* _Problem description_
After finding the line that contains "Phrase: sandy beach", give again that line and each one following it, exactly, until the records end.

* _Point localization data_
* * * * * * * * *

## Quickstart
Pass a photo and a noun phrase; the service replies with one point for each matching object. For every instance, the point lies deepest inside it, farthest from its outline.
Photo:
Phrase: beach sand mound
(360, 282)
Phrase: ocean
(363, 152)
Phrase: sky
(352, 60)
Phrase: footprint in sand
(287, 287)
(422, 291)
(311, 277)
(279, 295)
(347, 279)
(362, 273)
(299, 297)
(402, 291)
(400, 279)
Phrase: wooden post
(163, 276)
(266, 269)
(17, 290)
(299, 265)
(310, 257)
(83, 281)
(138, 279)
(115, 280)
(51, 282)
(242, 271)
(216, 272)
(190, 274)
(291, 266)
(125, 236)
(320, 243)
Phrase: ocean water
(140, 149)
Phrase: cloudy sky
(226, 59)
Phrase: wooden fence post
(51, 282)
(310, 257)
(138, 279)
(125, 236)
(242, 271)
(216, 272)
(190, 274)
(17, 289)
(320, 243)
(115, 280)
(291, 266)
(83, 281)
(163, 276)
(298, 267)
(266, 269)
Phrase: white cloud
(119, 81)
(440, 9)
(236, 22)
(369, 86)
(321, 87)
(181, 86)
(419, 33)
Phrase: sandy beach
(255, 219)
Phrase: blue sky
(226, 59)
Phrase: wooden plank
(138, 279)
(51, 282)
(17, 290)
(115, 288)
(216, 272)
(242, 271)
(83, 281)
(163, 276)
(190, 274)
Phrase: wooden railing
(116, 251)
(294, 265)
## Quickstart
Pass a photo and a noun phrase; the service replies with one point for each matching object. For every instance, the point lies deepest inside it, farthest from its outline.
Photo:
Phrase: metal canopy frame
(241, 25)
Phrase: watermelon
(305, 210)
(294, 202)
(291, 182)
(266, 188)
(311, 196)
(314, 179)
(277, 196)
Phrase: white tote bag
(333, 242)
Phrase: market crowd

* * * * * * * * *

* _Solution for this problem_
Phrase: sandy beach
(255, 219)
Phrase: blue sky
(226, 59)
Phrase: wooden plank
(138, 279)
(51, 282)
(17, 290)
(115, 288)
(216, 272)
(242, 271)
(83, 281)
(163, 276)
(190, 274)
Phrase: wooden railing
(116, 251)
(294, 265)
## Quickstart
Pass a photo and a noun phrase; the service replies with one point for each matching object. For every instance, the point lies deepest inside it, farthest from its outline.
Photo:
Phrase: metal canopy frame
(241, 25)
Phrase: watermelon
(305, 210)
(294, 202)
(291, 182)
(266, 188)
(311, 196)
(314, 179)
(277, 196)
Phrase: white tote bag
(333, 242)
Phrase: market crowd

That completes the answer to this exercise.